Estratto del testo:
● ● ● ● ●
Fondazione per lo Sviluppo Sostenibile spiega cosa cambia con le nuove direttive europee per l’economia circolare

388989_1Gli obiettivi di riciclo per gli RSU salgono al 65%, riduzione degli sprechi alimentari al 50%, discariche sempre più marginali: in anteprima le novità contenute nel pacchetto Ue su rifiuti e circular economy. On line il comunicato sul primo convegno per i 10 anni della Fondazione per lo Sviluppo Sostenibile. Obiettivi di riciclo dei rifiuti urbani più impegnativi, maggiore coinvolgimento dei produttori, nuovi target per gli imballaggi, taglio dello smaltimento in discarica, riduzione degli sprechi alimentari. Queste alcune delle novità contenute nel nuovo pacchetto di direttive europee sui rifiuti e la circular economy -approvate dal Consiglio, Commissione e Parlamento europeo- che sono stati presentati in anteprima nel corso del convegno, “Circular Economy, le direttive europee appena approvate”, cui hanno partecipato il Ministro dell’ Ambiente, Gian Luca Galletti, la relatrice del provvedimento al parlamento Ue, Simona Bonafè, il presidente della Fondazione per lo Sviluppo Sostenibile, Edo Ronchi e i rappresentati delle organizzazioni e delle filiere dei rifiuti e della circular economy. Il convegno, è il primo di una serie di iniziative che si svolgeranno quest’ anno in occasione dei 10 anni della Fondazione per lo Sviluppo Sostenibile.
● ● ● ● ●
Dati forniti:

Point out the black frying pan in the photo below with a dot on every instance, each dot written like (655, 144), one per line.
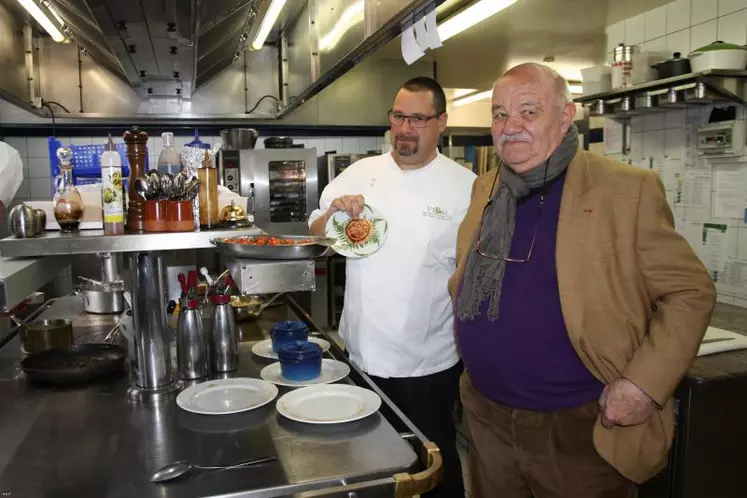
(77, 363)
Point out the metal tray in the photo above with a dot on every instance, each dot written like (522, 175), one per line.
(300, 251)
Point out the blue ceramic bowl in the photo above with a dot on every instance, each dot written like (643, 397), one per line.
(288, 332)
(300, 361)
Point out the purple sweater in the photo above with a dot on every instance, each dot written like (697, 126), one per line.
(524, 359)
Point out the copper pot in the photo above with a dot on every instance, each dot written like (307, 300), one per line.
(40, 335)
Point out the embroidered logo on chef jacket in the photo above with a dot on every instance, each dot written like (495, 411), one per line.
(437, 212)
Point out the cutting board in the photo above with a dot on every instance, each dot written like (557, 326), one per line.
(720, 340)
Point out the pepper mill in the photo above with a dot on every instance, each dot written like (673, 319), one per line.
(137, 153)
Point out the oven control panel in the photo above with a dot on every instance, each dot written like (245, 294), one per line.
(231, 170)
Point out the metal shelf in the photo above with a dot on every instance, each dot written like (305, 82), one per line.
(689, 90)
(704, 76)
(94, 241)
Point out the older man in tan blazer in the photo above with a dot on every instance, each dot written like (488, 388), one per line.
(579, 308)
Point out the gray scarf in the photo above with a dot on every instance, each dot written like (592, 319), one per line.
(483, 276)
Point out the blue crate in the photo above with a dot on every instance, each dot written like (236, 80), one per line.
(86, 159)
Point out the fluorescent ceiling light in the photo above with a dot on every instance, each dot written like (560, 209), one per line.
(479, 11)
(267, 23)
(475, 97)
(52, 11)
(455, 93)
(42, 19)
(349, 18)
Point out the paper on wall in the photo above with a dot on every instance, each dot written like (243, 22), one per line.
(670, 171)
(695, 190)
(411, 51)
(613, 137)
(426, 31)
(681, 225)
(735, 276)
(419, 37)
(714, 247)
(729, 190)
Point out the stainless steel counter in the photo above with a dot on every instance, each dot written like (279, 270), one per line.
(93, 441)
(94, 241)
(19, 277)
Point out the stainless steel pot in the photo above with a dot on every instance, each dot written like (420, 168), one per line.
(103, 301)
(239, 138)
(21, 221)
(41, 335)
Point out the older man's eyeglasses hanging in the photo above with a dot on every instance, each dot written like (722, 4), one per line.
(479, 245)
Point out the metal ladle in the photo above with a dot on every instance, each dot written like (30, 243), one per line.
(178, 469)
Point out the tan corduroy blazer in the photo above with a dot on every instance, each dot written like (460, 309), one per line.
(636, 300)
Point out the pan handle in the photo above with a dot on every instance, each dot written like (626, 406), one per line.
(14, 331)
(409, 485)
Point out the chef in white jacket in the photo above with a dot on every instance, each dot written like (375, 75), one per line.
(397, 320)
(11, 176)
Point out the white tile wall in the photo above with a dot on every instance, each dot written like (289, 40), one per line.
(655, 21)
(732, 27)
(635, 30)
(678, 15)
(703, 10)
(615, 35)
(679, 41)
(703, 34)
(681, 26)
(728, 6)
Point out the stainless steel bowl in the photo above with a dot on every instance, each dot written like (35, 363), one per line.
(239, 138)
(316, 248)
(21, 221)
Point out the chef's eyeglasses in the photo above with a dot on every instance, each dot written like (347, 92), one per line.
(534, 233)
(416, 120)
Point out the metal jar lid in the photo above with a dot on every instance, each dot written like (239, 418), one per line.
(624, 53)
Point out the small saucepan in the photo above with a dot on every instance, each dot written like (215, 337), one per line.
(250, 307)
(41, 335)
(676, 66)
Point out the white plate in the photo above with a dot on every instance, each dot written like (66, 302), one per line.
(328, 404)
(332, 371)
(264, 348)
(224, 396)
(335, 229)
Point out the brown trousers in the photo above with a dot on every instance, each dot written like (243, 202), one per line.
(525, 454)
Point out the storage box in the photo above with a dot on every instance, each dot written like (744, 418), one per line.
(596, 79)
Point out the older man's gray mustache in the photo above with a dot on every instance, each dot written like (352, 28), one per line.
(516, 137)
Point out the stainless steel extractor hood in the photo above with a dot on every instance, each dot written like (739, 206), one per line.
(158, 53)
(162, 48)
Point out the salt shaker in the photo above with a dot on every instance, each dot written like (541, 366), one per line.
(191, 350)
(225, 345)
● ● ● ● ●
Istruzioni:
1. Individua tutte le righe dei record che contengono la parola "white" e riportale.
2. Riprendi il testo sulle direttive europee per l'economia circolare e proseguilo dopo la sua ultima frase.
Il testo sulle direttive europee per l'economia circolare e i record sono materiali distinti tra loro.

Risposte per istruzione:
1.
Point out the chef in white jacket in the photo above with a dot on every instance, each dot written like (375, 75), one per line.
Point out the white tile wall in the photo above with a dot on every instance, each dot written like (289, 40), one per line.
Point out the white plate in the photo above with a dot on every instance, each dot written like (66, 302), one per line.

2.
“Abbiamo sostenuto e promosso – ha affermato Gian Luca Galletti – la sfida europea dell’economia circolare che vede in più ambiziosi target di riciclo dei rifiuti uno dei suoi punti cardine. In Italia abbiamo realtà in cui i tali obiettivi sono stati già abbondantemente raggiunti e superati, mentre altre zone sono ancora indietro. Dobbiamo lavorare nei prossimi anni per portare tutto il paese agli ottimi standard raggiunti nelle aree più virtuose. Ci vuole un impegno coeso, programmato, determinato, che abbiamo delineato nel Documento di posizionamento strategico ‘Verso un modello di economia Circolare’. Gli obiettivi europei sono alla nostra portata e l’Italia deve raggiungerli per mantenere e implementare il ruolo di protagonista che cha assunto nel nuovo sistema globale della green economy”.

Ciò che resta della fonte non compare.